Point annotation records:

>> start

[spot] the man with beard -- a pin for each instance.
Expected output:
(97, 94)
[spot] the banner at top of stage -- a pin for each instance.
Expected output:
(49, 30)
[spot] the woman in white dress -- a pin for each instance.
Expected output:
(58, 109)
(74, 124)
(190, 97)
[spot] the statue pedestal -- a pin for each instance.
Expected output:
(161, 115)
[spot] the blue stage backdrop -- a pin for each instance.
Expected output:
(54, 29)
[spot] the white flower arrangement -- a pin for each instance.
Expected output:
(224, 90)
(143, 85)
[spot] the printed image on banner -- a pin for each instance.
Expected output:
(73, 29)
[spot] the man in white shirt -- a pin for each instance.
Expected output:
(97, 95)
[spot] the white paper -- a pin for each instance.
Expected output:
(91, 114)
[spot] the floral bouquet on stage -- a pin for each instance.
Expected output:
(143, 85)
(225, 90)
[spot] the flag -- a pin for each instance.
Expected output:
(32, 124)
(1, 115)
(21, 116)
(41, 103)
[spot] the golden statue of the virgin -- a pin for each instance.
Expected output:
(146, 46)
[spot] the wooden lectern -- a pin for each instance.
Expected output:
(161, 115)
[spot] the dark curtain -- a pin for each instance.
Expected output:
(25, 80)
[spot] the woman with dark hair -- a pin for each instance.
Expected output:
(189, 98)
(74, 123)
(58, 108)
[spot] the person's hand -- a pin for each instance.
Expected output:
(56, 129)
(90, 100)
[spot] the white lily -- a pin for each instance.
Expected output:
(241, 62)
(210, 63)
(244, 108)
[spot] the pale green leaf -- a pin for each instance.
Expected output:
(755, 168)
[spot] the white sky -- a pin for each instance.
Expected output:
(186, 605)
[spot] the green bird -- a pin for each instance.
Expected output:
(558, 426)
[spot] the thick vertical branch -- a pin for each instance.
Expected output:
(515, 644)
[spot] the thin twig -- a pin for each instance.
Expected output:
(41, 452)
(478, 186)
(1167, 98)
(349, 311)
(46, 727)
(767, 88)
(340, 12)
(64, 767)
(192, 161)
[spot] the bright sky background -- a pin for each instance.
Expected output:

>> end

What is asked: Format every line of the material above as a JSON list of strings, one string per line, and leave out any blank lines.

Result of the task:
[
  "[spot] the man with beard -- a pin for each instance.",
  "Expected output:",
  "(97, 94)",
  "[spot] the banner at top of stage -- a pin for each instance.",
  "Expected output:",
  "(49, 30)",
  "[spot] the woman in white dress -- a pin for each instance.",
  "Expected output:",
  "(58, 109)",
  "(74, 124)",
  "(190, 97)",
  "[spot] the statue pedestal -- a pin for each instance.",
  "Expected output:",
  "(161, 115)",
  "[spot] the blue stage backdrop -- a pin for each instance.",
  "Expected output:",
  "(54, 29)",
  "[spot] the white flower arrangement -- a pin for each instance.",
  "Expected output:",
  "(224, 90)",
  "(143, 85)",
  "[spot] the printed image on banner -- a pin for each instance.",
  "Expected output:",
  "(73, 29)",
  "[spot] the man in white shirt -- a pin for each instance.",
  "Expected output:",
  "(97, 95)",
  "[spot] the white paper -- a pin for each instance.",
  "Expected output:",
  "(91, 114)",
  "[spot] the floral bouquet on stage -- a pin for each instance.",
  "Expected output:",
  "(143, 85)",
  "(225, 90)",
  "[spot] the flag -- a pin for each instance.",
  "Expected output:",
  "(32, 124)",
  "(1, 115)",
  "(21, 116)",
  "(41, 103)",
  "[spot] the golden statue of the virgin -- a pin for each instance.",
  "Expected output:",
  "(146, 46)",
  "[spot] the wooden lectern -- a pin for each instance.",
  "Expected output:",
  "(161, 115)",
  "[spot] the dark curtain -- a pin for each instance.",
  "Expected output:",
  "(25, 80)",
  "[spot] the woman with dark hair -- a pin for each instance.",
  "Expected output:",
  "(189, 98)",
  "(74, 123)",
  "(58, 108)",
  "[spot] the person's hand -- a pin for each instance.",
  "Expected output:",
  "(56, 129)",
  "(90, 100)",
  "[spot] the white lily -- a pin for each instance.",
  "Expected output:",
  "(241, 62)",
  "(210, 63)",
  "(244, 108)",
  "[spot] the pale green leaf -- a pin for each instance.",
  "Expected output:",
  "(755, 168)",
  "[spot] the white sky -- a pin for each instance.",
  "Expected output:",
  "(186, 605)",
  "[spot] the green bird -- a pin for each instance.",
  "Expected output:",
  "(558, 426)",
  "[spot] the thick vertical branch -- a pin for each instance.",
  "Expected output:",
  "(515, 644)",
  "[spot] the thin twig -- a pin for each instance.",
  "Expected output:",
  "(41, 452)",
  "(478, 186)",
  "(1167, 98)",
  "(349, 311)",
  "(46, 727)",
  "(767, 88)",
  "(340, 12)",
  "(64, 767)",
  "(192, 161)",
  "[spot] the bright sky background -- a pin for each instance.",
  "Expected output:"
]